**Written instruction**
Identify every line in the rows below that contains the word "steel", and copy each such line. Match case exactly.

**Data for the task**
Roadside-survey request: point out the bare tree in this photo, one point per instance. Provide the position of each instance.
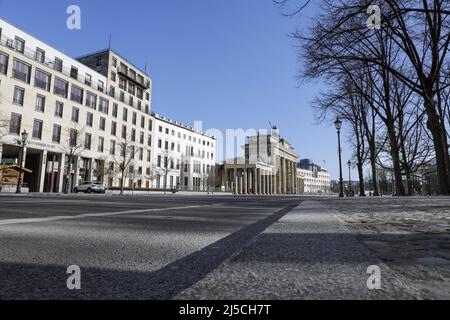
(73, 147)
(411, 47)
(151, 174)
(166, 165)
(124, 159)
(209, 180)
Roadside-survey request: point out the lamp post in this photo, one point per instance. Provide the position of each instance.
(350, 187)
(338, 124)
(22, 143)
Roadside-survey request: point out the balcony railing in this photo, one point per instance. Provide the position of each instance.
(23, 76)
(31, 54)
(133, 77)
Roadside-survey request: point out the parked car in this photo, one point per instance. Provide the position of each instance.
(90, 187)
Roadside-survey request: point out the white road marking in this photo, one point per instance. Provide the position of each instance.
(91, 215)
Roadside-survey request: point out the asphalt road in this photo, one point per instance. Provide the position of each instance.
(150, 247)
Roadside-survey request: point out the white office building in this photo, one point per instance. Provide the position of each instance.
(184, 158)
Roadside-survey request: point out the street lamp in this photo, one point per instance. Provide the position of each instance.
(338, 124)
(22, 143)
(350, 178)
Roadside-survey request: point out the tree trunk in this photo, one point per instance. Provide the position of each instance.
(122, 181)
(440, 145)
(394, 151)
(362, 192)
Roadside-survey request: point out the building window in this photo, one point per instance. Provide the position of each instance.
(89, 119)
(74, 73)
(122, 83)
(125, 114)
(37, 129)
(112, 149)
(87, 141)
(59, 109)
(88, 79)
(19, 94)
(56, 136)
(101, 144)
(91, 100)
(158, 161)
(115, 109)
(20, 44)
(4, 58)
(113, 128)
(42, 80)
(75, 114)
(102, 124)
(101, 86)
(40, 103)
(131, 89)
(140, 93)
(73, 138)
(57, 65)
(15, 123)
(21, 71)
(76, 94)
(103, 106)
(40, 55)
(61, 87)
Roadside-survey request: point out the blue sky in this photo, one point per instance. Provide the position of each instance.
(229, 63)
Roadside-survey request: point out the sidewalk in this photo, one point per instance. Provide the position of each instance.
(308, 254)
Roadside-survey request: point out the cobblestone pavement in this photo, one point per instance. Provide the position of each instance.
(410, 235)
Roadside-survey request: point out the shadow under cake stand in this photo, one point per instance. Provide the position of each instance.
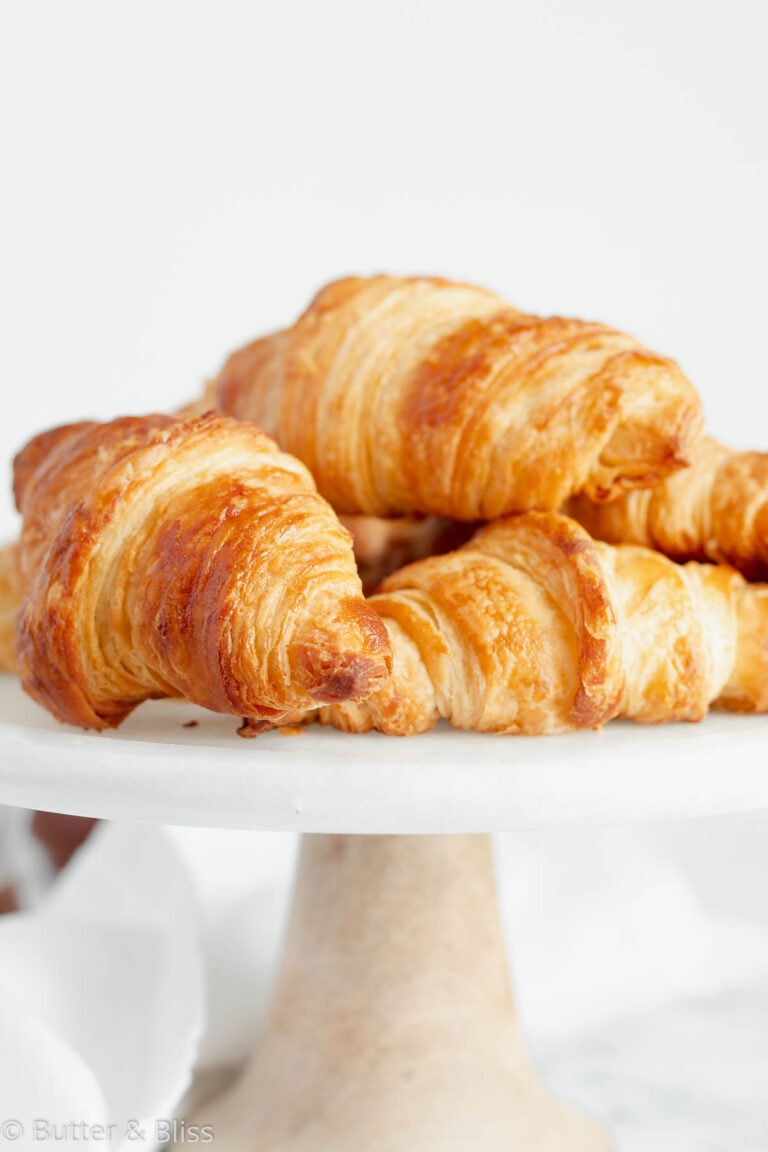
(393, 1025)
...
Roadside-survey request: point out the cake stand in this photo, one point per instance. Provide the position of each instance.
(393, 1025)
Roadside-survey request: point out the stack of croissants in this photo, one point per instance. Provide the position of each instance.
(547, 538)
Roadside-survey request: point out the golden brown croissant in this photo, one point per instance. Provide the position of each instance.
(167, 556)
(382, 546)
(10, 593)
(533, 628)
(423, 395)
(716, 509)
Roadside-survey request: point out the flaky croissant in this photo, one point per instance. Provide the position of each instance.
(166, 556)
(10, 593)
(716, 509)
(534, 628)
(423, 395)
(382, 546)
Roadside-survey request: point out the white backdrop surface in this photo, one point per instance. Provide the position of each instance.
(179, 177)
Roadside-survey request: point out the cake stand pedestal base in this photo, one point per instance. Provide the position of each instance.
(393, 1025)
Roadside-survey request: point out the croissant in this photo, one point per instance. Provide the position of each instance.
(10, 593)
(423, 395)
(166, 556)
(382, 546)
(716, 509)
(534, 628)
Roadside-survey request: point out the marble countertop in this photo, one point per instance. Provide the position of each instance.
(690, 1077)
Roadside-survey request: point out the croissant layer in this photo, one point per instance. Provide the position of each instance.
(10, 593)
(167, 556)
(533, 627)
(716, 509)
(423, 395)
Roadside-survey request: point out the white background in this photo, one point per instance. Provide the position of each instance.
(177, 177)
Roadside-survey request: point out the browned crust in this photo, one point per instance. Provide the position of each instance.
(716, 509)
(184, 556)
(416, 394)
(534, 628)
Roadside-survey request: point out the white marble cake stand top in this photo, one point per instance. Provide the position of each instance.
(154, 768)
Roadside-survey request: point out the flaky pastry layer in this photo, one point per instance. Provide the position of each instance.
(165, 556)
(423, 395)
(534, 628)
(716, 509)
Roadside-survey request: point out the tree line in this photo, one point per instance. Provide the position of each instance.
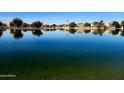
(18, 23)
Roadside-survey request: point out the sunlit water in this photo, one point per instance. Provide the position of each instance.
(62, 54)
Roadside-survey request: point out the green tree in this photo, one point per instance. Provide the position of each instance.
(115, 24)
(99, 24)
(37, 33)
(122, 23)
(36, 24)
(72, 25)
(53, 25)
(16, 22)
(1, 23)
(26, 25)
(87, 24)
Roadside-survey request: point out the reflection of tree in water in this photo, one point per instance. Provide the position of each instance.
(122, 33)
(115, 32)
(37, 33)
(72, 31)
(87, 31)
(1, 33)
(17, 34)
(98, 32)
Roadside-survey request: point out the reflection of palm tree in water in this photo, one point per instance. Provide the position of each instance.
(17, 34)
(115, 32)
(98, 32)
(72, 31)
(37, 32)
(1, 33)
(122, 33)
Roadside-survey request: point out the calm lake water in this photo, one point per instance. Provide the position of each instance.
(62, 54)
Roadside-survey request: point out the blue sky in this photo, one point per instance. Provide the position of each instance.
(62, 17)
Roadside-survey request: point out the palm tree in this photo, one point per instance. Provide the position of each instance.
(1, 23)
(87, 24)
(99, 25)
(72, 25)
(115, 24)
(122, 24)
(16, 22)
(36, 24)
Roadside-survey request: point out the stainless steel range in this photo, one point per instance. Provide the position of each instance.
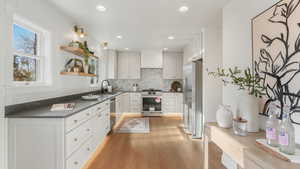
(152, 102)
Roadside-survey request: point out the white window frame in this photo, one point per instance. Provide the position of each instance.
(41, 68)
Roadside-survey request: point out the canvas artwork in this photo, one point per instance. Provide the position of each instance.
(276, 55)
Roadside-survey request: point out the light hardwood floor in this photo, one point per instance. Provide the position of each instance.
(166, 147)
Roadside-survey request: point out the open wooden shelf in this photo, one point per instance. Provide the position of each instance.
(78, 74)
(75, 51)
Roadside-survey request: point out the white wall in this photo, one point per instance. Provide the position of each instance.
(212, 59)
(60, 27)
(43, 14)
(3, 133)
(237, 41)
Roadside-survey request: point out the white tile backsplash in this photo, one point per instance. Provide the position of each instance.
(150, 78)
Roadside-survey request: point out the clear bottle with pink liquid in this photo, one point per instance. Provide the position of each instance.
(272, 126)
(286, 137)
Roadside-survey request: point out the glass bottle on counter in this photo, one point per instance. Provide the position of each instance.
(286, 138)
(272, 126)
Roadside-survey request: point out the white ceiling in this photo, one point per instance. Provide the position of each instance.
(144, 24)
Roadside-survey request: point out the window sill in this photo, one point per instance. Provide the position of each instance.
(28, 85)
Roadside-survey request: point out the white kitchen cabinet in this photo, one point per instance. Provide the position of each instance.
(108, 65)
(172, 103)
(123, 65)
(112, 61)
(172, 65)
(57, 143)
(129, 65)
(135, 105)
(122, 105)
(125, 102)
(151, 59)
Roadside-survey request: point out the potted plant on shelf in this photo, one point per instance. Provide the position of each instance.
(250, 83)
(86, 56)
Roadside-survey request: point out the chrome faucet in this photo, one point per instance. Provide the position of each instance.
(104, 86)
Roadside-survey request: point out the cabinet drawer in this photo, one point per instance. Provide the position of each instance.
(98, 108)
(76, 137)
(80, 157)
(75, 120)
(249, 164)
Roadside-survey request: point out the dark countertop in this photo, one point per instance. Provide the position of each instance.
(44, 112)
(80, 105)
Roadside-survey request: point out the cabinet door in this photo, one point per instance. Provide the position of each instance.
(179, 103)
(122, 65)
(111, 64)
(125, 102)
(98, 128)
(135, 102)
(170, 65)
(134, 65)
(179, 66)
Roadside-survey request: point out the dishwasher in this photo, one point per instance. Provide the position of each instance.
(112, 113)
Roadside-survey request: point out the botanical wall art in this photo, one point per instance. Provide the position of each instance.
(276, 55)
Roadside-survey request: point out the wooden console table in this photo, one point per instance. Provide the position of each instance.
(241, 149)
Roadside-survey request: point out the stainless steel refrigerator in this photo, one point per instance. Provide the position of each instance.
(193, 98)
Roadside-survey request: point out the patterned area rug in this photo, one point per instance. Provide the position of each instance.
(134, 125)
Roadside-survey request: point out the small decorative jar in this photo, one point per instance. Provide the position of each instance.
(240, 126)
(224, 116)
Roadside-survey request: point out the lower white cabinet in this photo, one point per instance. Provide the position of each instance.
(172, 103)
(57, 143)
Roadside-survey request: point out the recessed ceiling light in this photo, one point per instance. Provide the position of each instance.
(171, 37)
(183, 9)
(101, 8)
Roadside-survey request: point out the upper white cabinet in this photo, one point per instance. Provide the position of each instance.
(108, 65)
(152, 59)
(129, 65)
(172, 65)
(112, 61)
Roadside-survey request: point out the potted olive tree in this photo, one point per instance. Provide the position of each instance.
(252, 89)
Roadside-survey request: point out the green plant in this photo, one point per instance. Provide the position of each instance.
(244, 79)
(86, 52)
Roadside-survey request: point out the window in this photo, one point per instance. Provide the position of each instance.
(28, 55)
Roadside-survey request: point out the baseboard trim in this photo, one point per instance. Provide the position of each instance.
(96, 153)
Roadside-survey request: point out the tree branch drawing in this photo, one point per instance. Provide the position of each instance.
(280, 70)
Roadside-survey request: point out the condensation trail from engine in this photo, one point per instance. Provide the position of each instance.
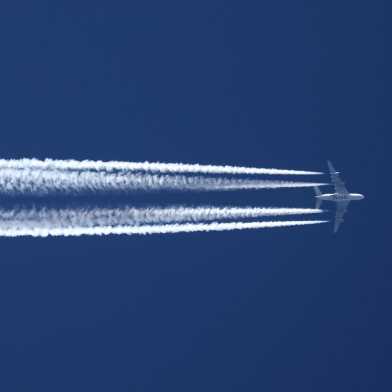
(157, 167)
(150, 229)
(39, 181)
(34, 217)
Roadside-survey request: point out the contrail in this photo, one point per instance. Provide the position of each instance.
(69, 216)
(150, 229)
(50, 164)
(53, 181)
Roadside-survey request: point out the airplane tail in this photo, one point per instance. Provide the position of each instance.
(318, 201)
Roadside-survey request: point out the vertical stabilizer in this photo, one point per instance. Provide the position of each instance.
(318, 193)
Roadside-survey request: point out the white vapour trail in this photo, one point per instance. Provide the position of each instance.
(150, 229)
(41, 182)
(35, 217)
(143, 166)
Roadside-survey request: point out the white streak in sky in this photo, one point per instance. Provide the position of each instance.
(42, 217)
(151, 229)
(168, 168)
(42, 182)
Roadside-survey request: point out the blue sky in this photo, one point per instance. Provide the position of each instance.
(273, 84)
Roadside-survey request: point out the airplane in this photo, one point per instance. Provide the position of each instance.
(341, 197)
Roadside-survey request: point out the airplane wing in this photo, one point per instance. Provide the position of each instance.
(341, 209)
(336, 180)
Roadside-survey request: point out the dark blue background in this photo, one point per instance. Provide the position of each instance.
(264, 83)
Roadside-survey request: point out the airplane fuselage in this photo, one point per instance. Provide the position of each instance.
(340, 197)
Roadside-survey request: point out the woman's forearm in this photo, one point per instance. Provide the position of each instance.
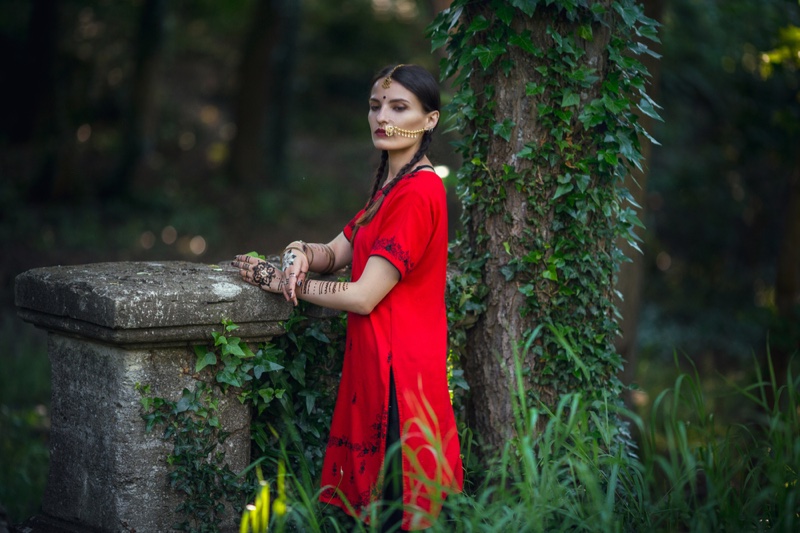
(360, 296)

**Solution to this exercise**
Roadside-survey request: point out the stainless steel range in this photo, one point per instance. Provide the position of each instance.
Roadside-survey request: point out the stainless steel refrigerator in this photo, one point per instance. Provide the position of each instance.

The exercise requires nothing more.